* [Job]: Pull out every line below that contains the word "blue" and copy each one in full. Case counts.
-- Begin --
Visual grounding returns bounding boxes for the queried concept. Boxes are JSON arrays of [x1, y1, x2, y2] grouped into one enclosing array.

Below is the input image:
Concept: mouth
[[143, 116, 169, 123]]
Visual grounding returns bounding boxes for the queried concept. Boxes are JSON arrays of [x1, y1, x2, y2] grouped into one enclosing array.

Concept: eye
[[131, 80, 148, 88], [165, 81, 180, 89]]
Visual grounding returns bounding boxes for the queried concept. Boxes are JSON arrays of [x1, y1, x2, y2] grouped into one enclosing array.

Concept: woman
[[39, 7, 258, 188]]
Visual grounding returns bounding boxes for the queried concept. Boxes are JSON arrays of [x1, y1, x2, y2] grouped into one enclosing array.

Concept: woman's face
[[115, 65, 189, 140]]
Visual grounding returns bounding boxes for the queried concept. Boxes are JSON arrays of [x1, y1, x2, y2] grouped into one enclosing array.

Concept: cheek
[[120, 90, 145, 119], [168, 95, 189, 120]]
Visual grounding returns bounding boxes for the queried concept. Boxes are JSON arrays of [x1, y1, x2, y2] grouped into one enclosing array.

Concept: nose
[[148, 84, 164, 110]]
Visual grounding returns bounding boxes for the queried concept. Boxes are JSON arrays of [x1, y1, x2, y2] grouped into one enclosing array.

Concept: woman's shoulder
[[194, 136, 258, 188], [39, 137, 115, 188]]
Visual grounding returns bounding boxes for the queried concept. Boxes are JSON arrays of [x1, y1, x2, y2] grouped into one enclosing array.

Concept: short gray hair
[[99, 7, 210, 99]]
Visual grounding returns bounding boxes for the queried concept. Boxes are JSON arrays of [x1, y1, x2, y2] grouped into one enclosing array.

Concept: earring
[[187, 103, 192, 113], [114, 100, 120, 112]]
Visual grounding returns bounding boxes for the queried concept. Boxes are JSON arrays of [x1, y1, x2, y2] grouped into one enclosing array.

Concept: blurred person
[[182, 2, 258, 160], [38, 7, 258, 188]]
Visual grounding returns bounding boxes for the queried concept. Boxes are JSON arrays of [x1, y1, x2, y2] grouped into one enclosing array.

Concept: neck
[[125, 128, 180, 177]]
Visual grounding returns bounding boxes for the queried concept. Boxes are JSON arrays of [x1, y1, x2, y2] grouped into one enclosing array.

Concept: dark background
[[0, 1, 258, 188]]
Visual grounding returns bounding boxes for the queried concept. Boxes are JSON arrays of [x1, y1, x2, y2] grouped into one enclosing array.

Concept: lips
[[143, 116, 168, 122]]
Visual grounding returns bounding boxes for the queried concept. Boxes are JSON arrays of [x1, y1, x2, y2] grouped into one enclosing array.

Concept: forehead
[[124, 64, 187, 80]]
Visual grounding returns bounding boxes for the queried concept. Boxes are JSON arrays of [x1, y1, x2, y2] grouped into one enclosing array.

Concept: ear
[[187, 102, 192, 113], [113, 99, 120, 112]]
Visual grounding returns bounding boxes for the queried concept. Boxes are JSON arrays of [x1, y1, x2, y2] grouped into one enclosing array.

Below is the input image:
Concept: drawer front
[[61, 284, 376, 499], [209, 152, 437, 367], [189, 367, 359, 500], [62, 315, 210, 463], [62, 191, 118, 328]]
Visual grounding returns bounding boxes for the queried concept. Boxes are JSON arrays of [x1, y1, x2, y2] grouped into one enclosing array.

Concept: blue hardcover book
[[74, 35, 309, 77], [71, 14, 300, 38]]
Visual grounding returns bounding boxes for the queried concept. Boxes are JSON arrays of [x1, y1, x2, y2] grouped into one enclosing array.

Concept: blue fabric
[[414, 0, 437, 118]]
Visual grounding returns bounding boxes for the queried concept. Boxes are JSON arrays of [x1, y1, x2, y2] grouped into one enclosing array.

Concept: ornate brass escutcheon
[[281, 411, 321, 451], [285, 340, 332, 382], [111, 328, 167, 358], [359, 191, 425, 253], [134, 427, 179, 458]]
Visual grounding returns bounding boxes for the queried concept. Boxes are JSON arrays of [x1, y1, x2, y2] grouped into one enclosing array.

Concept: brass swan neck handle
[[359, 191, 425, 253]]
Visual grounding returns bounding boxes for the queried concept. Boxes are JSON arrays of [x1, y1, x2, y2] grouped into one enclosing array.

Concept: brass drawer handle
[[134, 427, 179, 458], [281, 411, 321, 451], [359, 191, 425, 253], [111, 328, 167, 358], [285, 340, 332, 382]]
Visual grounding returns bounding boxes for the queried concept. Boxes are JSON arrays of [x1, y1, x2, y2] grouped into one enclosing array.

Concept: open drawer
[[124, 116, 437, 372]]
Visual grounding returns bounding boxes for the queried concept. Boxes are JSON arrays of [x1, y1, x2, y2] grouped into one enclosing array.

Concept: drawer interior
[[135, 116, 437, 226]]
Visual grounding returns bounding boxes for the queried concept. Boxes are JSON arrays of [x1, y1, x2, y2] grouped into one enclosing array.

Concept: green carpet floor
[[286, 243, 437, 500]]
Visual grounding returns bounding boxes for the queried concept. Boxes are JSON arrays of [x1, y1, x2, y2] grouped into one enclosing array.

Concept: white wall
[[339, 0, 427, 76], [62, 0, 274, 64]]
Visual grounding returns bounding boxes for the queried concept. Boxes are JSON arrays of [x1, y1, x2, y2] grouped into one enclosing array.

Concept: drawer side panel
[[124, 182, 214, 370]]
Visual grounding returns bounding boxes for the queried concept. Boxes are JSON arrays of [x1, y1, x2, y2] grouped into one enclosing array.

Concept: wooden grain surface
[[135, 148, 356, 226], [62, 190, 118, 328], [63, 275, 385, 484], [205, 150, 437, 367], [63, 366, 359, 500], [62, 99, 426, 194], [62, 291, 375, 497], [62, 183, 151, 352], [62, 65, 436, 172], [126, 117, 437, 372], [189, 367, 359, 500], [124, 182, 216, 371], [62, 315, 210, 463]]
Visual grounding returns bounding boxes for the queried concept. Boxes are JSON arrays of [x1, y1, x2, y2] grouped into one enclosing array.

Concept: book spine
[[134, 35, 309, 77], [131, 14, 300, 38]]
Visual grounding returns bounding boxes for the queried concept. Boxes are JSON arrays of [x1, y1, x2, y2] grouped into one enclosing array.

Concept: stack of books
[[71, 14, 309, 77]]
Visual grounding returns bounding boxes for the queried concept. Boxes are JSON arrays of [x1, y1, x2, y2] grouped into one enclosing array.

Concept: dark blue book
-- End --
* [Solution to this problem]:
Concept: blue hardcover book
Concept: blue fabric
Concept: dark blue book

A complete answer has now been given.